- _Challenge_: Show every line in the entries below that contains the word "reindeer", with case counting.

- _Records for processing_:
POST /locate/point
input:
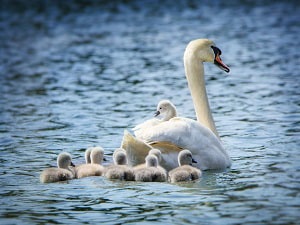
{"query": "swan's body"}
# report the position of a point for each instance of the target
(87, 155)
(165, 109)
(150, 173)
(201, 136)
(94, 168)
(62, 173)
(185, 171)
(120, 170)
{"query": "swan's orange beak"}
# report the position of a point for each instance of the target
(218, 61)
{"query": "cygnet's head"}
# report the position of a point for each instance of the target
(206, 51)
(166, 109)
(97, 155)
(119, 157)
(185, 158)
(151, 161)
(64, 160)
(155, 152)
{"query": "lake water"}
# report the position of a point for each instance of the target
(75, 74)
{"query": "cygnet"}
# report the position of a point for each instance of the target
(150, 173)
(62, 173)
(94, 168)
(120, 170)
(185, 171)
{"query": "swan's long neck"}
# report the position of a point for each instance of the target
(170, 114)
(194, 72)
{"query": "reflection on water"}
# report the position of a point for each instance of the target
(76, 74)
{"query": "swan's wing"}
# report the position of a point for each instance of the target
(169, 154)
(136, 150)
(189, 134)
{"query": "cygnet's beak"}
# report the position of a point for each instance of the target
(218, 61)
(156, 113)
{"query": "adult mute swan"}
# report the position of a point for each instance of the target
(165, 108)
(201, 136)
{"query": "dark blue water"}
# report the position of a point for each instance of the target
(76, 74)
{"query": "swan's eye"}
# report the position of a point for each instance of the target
(216, 50)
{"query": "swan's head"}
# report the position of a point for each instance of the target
(64, 160)
(185, 158)
(97, 155)
(205, 50)
(166, 109)
(156, 152)
(119, 157)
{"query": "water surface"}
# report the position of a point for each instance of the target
(76, 74)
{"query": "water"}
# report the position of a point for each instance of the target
(76, 74)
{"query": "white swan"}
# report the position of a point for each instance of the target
(87, 155)
(152, 172)
(94, 168)
(165, 109)
(185, 171)
(120, 170)
(62, 173)
(200, 136)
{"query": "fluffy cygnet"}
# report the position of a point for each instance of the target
(87, 155)
(120, 170)
(93, 169)
(155, 152)
(150, 173)
(185, 171)
(62, 173)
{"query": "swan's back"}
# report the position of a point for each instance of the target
(62, 173)
(189, 134)
(165, 108)
(93, 169)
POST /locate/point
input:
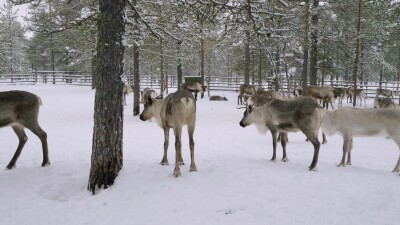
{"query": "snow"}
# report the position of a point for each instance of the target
(235, 182)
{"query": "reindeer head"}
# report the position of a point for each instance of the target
(247, 116)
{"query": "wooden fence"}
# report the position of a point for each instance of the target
(214, 84)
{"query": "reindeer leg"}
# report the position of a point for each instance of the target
(316, 144)
(346, 142)
(191, 145)
(273, 134)
(397, 167)
(164, 160)
(284, 139)
(178, 153)
(22, 140)
(324, 141)
(35, 128)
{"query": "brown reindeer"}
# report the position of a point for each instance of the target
(324, 93)
(176, 110)
(287, 116)
(218, 98)
(194, 87)
(20, 109)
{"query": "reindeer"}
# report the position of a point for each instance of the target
(324, 93)
(384, 92)
(146, 93)
(246, 90)
(385, 103)
(339, 93)
(261, 97)
(287, 116)
(360, 94)
(194, 87)
(298, 91)
(127, 89)
(176, 110)
(354, 122)
(218, 98)
(20, 109)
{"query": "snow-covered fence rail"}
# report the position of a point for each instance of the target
(222, 83)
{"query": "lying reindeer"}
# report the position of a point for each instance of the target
(384, 92)
(146, 93)
(246, 90)
(339, 93)
(360, 94)
(218, 98)
(194, 87)
(20, 109)
(385, 103)
(355, 122)
(176, 110)
(287, 116)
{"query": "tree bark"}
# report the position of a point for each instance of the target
(179, 64)
(314, 44)
(304, 72)
(247, 59)
(106, 160)
(355, 67)
(162, 80)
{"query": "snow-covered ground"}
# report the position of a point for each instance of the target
(235, 182)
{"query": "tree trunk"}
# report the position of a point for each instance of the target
(179, 65)
(136, 80)
(202, 60)
(162, 82)
(355, 67)
(259, 67)
(314, 44)
(304, 72)
(106, 160)
(247, 59)
(136, 69)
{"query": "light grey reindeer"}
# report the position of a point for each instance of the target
(302, 114)
(146, 93)
(194, 87)
(355, 122)
(176, 110)
(20, 109)
(246, 90)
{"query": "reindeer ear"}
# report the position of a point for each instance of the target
(149, 100)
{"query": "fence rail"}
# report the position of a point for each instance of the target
(214, 84)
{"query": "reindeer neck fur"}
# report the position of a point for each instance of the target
(156, 111)
(257, 117)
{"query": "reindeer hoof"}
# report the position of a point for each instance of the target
(164, 163)
(10, 167)
(313, 169)
(177, 172)
(193, 168)
(285, 159)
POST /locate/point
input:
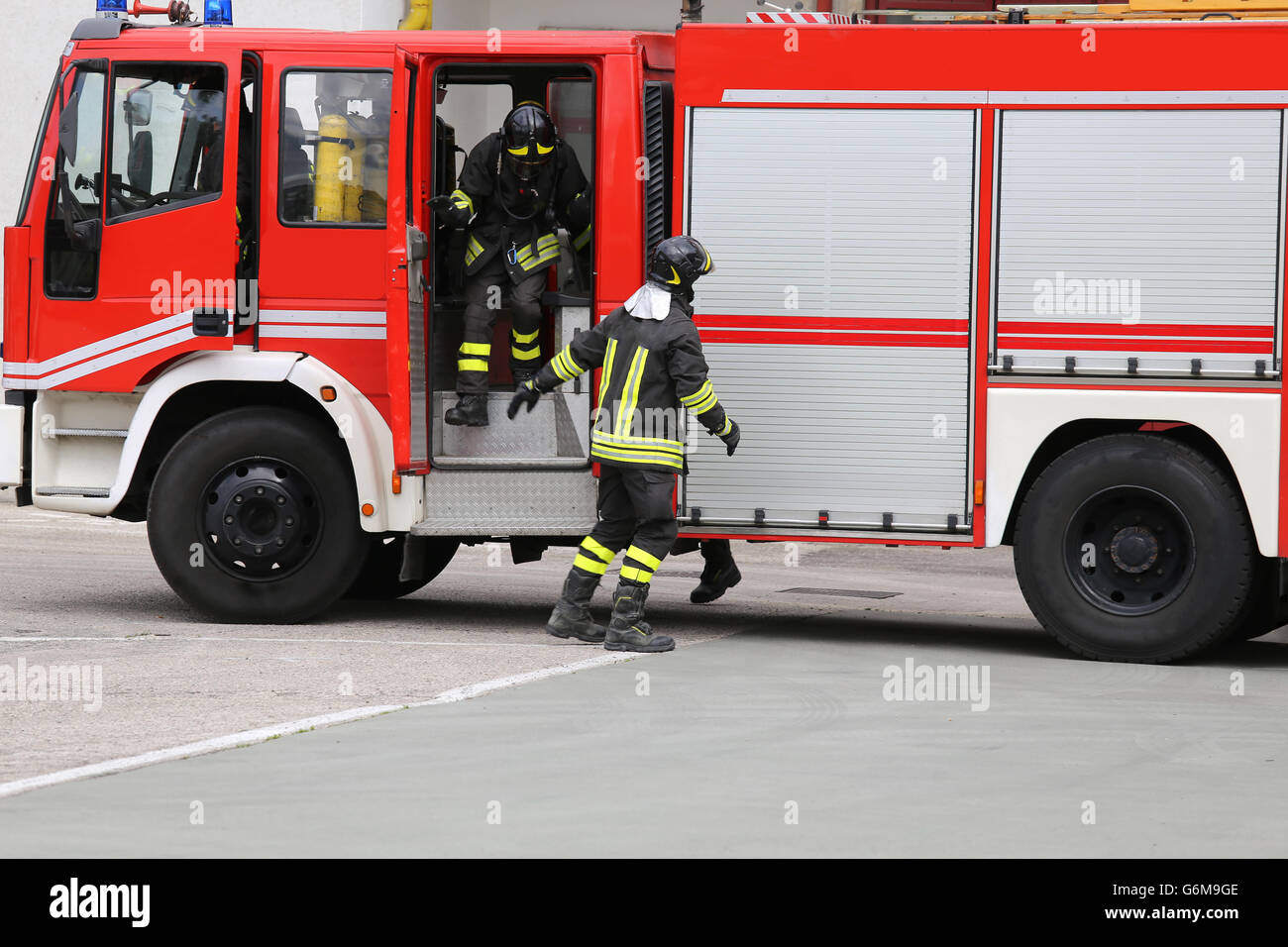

- _Exercise answer_:
{"query": "reindeer head"}
{"query": "reindeer leg"}
{"query": "brown reindeer"}
{"query": "reindeer"}
{"query": "lying reindeer"}
{"query": "light grey reindeer"}
{"query": "reindeer ear"}
{"query": "reindeer neck fur"}
{"query": "reindeer hoof"}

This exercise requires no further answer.